Stated problem: Retype each of the rows below word for word, including every line in each one.

Data for this exercise:
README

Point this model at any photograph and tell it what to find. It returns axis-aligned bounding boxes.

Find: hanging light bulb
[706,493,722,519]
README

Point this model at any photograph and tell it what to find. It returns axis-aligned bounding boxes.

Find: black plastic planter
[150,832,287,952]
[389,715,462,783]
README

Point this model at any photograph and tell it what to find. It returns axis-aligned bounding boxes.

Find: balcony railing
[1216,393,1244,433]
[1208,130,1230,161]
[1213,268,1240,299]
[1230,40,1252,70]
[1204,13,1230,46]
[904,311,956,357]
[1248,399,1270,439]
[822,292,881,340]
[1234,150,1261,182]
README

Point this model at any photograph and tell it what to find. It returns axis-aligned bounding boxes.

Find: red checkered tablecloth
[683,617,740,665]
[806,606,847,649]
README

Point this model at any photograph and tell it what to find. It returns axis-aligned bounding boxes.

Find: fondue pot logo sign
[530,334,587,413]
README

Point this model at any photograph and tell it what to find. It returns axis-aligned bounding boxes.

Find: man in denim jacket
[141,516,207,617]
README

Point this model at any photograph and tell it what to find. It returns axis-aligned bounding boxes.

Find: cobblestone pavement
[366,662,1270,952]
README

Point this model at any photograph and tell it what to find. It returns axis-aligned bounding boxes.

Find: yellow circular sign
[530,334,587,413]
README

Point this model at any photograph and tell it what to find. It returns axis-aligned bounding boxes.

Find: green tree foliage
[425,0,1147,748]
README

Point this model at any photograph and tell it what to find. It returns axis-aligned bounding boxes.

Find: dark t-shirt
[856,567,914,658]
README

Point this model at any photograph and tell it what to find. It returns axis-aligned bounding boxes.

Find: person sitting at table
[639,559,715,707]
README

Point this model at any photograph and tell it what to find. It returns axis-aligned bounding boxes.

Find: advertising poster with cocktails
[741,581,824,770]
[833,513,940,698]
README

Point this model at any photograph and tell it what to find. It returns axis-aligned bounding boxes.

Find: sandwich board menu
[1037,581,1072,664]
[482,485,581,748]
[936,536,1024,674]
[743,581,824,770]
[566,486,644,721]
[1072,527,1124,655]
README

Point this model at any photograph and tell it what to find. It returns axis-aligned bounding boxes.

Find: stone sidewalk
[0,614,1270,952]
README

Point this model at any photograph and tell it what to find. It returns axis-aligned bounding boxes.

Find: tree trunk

Correct response:
README

Point this model at any photograph and tell it what to find. It returns axis-aligned bounding boxes.

Find: hanging light bulb
[706,493,722,519]
README

Point this model at any photograph and tell it what to find. It returns axis-aligned bounding boxes.

Find: black plastic planter
[150,832,287,952]
[389,715,462,783]
README

Point this model at any photograph and tell it what to find. It returns axis-aligned bounding boxes.

Find: balcony railing
[1216,393,1244,433]
[1208,130,1230,161]
[1213,268,1240,299]
[1230,40,1252,70]
[1204,13,1230,46]
[904,311,956,357]
[1248,399,1270,439]
[822,292,881,340]
[1234,150,1261,182]
README

Point this model at any photograph and tell it what to find. It returns axis-aligned bounding boxes.

Find: red checkered tablecloth
[683,617,740,665]
[806,606,847,649]
README

Point this model at any photograph and tell it what to find. It returns axis-aligned bounding boxes.

Find: fondue pot logo sign
[530,334,587,413]
README

Point this model at any photograph and tell it what to find. It returns axis-aligned bounding boxes.

Find: man in denim jacket
[141,516,207,617]
README

Point this model at any photograph and tell it what to find. It returns axis-aligned bounding boxes.

Find: cobblestone pavement
[366,662,1270,952]
README

Point this model at any photograph and tell it what to find. It returns axis-aligned bounding boxes.

Find: yellow circular sign
[530,334,587,413]
README

Point this model at any photograph and tell it what to find. It returns axis-aligned bounding boxes.

Find: green tree foliage
[425,0,1147,748]
README

Point this model at any photograph and tell it what to find. It returns axis-aligned bounding boxes.

Find: dark t-shirt
[856,567,914,658]
README

Point this model at any photograph and tell it what to find. It returns axis-aligned bounding boxes.

Find: person sitting at table
[639,559,715,707]
README

Point this model at any photograph and tell it what to find. It returns axis-aligned bounding boxes.

Find: advertising poster with cocktails
[741,581,824,770]
[833,513,940,698]
README

Point this model at any photograph and tell it what to find. It returns axis-aligned bounding boxes.

Find: sandwich board menu
[1037,581,1072,664]
[482,485,581,748]
[936,536,1024,674]
[743,581,824,770]
[566,486,644,721]
[1072,527,1124,655]
README

Point this model at any photograph and tell it what to find. It returns axis-aligned bounding boxes.

Find: stone sidewalk
[0,614,1270,952]
README

Point this model at any photograph and tell it what to find. It returns axis-aligned bounding boxes.

Find: tree trunk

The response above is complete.